>> Start
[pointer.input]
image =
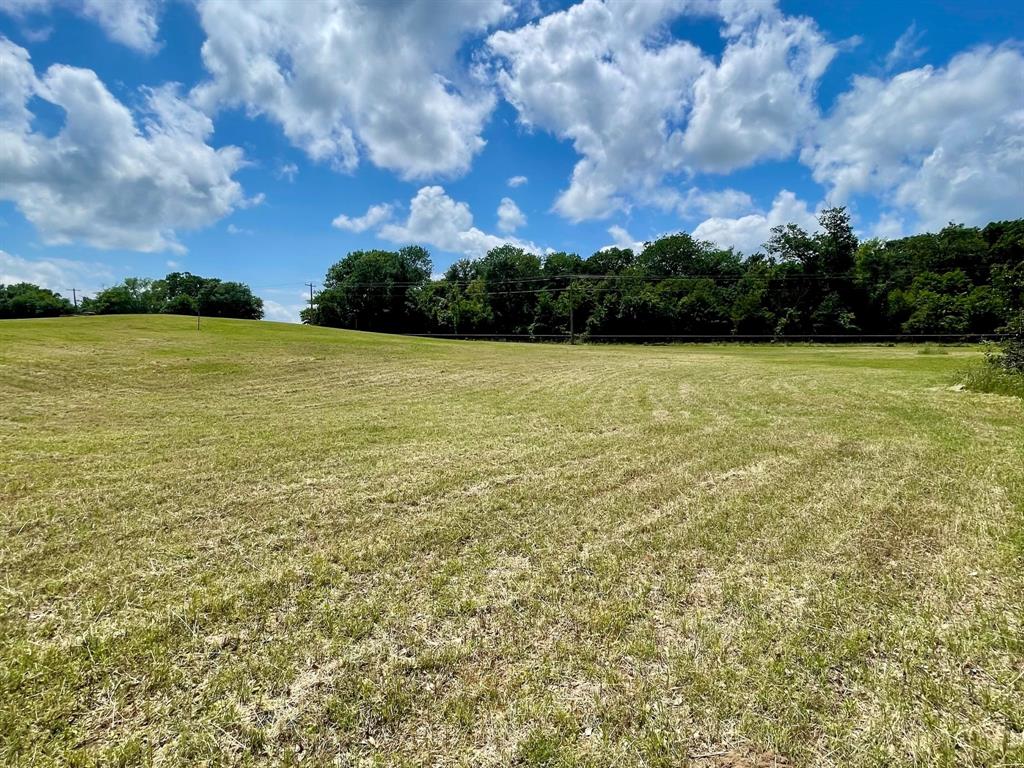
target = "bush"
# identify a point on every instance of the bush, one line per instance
(994, 380)
(1004, 369)
(1010, 354)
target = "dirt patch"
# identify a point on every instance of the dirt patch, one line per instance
(740, 759)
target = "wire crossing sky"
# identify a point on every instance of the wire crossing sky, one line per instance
(260, 142)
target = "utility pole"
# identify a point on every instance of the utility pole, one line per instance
(571, 312)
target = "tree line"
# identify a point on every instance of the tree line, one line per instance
(957, 282)
(178, 293)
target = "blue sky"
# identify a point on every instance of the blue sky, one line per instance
(307, 130)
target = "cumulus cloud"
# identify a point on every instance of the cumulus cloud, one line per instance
(641, 107)
(345, 79)
(510, 217)
(944, 143)
(435, 219)
(105, 178)
(906, 49)
(622, 239)
(759, 100)
(288, 171)
(282, 312)
(375, 215)
(131, 23)
(748, 233)
(56, 274)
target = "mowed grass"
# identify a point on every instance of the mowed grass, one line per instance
(259, 544)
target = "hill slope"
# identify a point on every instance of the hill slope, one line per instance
(257, 543)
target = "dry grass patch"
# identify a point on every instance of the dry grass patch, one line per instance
(271, 545)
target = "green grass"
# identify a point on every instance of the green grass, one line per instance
(984, 377)
(264, 544)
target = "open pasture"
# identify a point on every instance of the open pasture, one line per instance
(267, 544)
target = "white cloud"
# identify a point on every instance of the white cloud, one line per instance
(131, 23)
(759, 100)
(510, 217)
(622, 239)
(906, 48)
(641, 108)
(274, 310)
(747, 233)
(105, 178)
(288, 171)
(374, 216)
(889, 226)
(437, 220)
(56, 274)
(345, 79)
(943, 143)
(718, 203)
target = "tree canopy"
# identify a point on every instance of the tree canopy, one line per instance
(27, 300)
(178, 293)
(960, 281)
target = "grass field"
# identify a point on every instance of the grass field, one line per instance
(268, 544)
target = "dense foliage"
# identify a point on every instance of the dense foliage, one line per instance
(178, 293)
(27, 300)
(960, 281)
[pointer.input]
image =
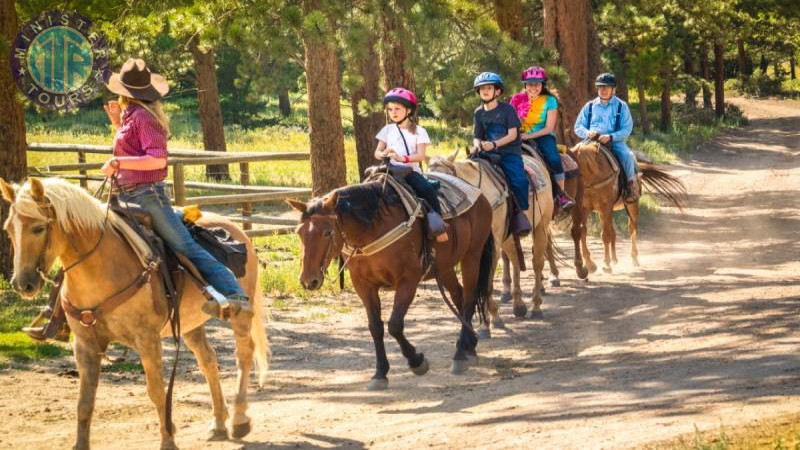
>> End
> [Problem statement]:
Extract every line in the records above that contains the word "pole", matching case exactly.

> [Response to this task]:
target = "utility pole"
# identify a point on every instance of the utility pole, one line per instance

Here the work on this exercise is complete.